▶ _Textabschnitt_:
Verfahrensgang
Hamburgisches OVG (Urteil vom 06.02.2009; Aktenzeichen 12 Bf 363/07.F) |
Tenor
Die Beschwerde des Beklagten gegen die Nichtzulassung der Revision in dem Urteil des Hamburgischen Oberverwaltungsgerichts vom 6. Februar 2009 wird zurückgewiesen.
Der Beklagte trägt die Kosten des Beschwerdeverfahrens.
Gründe
Rz. 1
Die Beschwerde bleibt ohne Erfolg.

▶ _Aufgabe 1_:
Suche in den Datensätzen unten jede Zeile, in der das Wort „valley“ vorkommt, und gib diese Zeilen unverändert wieder.

Gespeicherte Einträge
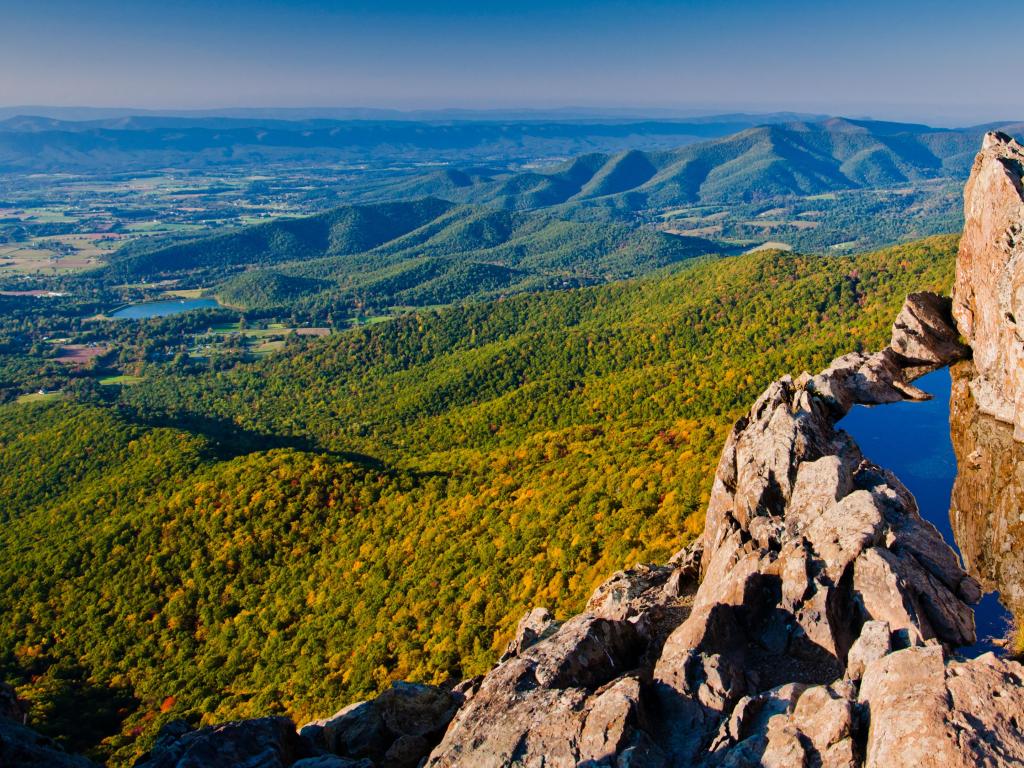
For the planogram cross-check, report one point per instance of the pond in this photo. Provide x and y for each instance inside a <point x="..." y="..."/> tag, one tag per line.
<point x="163" y="308"/>
<point x="913" y="440"/>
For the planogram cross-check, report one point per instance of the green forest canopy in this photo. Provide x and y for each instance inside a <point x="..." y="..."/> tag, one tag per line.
<point x="434" y="476"/>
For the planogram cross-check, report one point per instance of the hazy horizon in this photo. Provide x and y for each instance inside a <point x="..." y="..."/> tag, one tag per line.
<point x="924" y="61"/>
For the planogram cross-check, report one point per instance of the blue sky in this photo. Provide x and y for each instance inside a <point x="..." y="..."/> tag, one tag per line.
<point x="939" y="60"/>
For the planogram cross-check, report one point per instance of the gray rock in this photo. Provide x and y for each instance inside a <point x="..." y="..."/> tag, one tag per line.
<point x="928" y="713"/>
<point x="265" y="742"/>
<point x="988" y="293"/>
<point x="536" y="625"/>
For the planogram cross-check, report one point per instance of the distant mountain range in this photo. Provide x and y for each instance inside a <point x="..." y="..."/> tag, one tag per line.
<point x="127" y="142"/>
<point x="457" y="233"/>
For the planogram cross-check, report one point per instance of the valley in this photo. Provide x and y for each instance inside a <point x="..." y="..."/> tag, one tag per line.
<point x="287" y="432"/>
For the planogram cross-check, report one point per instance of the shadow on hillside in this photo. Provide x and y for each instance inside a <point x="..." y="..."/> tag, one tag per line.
<point x="77" y="712"/>
<point x="228" y="440"/>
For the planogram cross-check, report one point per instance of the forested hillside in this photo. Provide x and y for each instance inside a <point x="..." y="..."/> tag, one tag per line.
<point x="433" y="476"/>
<point x="760" y="163"/>
<point x="423" y="252"/>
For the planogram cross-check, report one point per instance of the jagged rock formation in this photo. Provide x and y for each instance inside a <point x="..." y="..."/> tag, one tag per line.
<point x="814" y="623"/>
<point x="987" y="496"/>
<point x="816" y="566"/>
<point x="988" y="295"/>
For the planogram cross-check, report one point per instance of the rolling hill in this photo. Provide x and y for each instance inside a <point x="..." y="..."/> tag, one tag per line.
<point x="760" y="163"/>
<point x="228" y="552"/>
<point x="414" y="253"/>
<point x="133" y="142"/>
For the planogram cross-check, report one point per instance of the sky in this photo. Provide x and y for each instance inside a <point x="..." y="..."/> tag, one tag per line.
<point x="944" y="61"/>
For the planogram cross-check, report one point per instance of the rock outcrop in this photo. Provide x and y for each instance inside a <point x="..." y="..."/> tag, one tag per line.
<point x="988" y="294"/>
<point x="395" y="730"/>
<point x="815" y="623"/>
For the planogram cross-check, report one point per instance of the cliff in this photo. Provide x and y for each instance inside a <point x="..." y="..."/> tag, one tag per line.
<point x="814" y="623"/>
<point x="988" y="294"/>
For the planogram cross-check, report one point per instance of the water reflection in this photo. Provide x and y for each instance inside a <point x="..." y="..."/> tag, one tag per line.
<point x="987" y="496"/>
<point x="914" y="440"/>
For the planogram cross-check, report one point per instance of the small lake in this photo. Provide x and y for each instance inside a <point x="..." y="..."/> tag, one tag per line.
<point x="163" y="308"/>
<point x="912" y="439"/>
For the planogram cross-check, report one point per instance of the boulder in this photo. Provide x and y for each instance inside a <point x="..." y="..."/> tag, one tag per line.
<point x="395" y="730"/>
<point x="929" y="713"/>
<point x="264" y="742"/>
<point x="536" y="625"/>
<point x="564" y="700"/>
<point x="988" y="293"/>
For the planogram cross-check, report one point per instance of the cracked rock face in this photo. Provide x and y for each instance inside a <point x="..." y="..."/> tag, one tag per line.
<point x="988" y="294"/>
<point x="813" y="624"/>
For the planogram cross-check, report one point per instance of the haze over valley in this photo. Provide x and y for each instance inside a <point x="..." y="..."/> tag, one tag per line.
<point x="505" y="411"/>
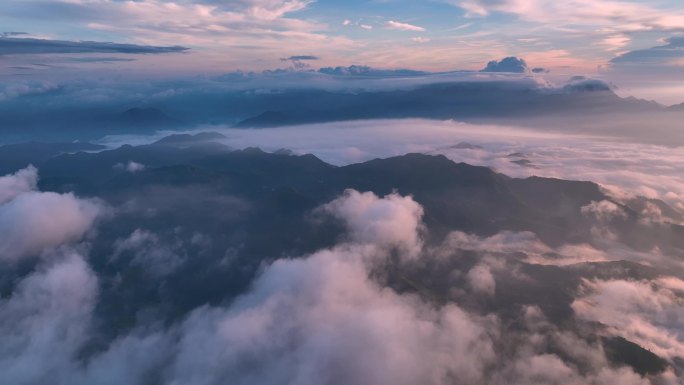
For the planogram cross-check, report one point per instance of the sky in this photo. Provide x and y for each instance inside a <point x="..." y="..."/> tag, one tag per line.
<point x="636" y="44"/>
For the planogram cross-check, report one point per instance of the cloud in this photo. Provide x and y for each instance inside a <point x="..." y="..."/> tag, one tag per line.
<point x="644" y="312"/>
<point x="481" y="280"/>
<point x="325" y="317"/>
<point x="420" y="39"/>
<point x="667" y="54"/>
<point x="49" y="311"/>
<point x="27" y="46"/>
<point x="392" y="24"/>
<point x="131" y="167"/>
<point x="618" y="15"/>
<point x="392" y="221"/>
<point x="32" y="222"/>
<point x="508" y="64"/>
<point x="604" y="211"/>
<point x="298" y="61"/>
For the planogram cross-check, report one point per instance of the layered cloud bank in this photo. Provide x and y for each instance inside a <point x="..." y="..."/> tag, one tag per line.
<point x="626" y="169"/>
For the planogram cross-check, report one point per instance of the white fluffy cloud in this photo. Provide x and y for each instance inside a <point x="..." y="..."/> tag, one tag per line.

▶ _Aufgabe 2_:
Fasse den Textabschnitt oben in zwei Sätzen zusammen.

▶ _Endgültige Antwort 1_:
For the planogram cross-check, report one point per instance of the valley in this photo. Provide x and y for each instance inside a <point x="..." y="..."/> tag, one tag per line.
For the planogram cross-check, report one point per instance of the haze over valley in this photo. Provide x and y for each instance inside a <point x="..." y="..."/> tag, one tag per line.

▶ _Endgültige Antwort 2_:
Die Beschwerde des Beklagten gegen die Nichtzulassung der Revision im Urteil des Hamburgischen Oberverwaltungsgerichts vom 6. Februar 2009 wird zurückgewiesen, und sie bleibt ohne Erfolg. Der Beklagte trägt die Kosten des Beschwerdeverfahrens.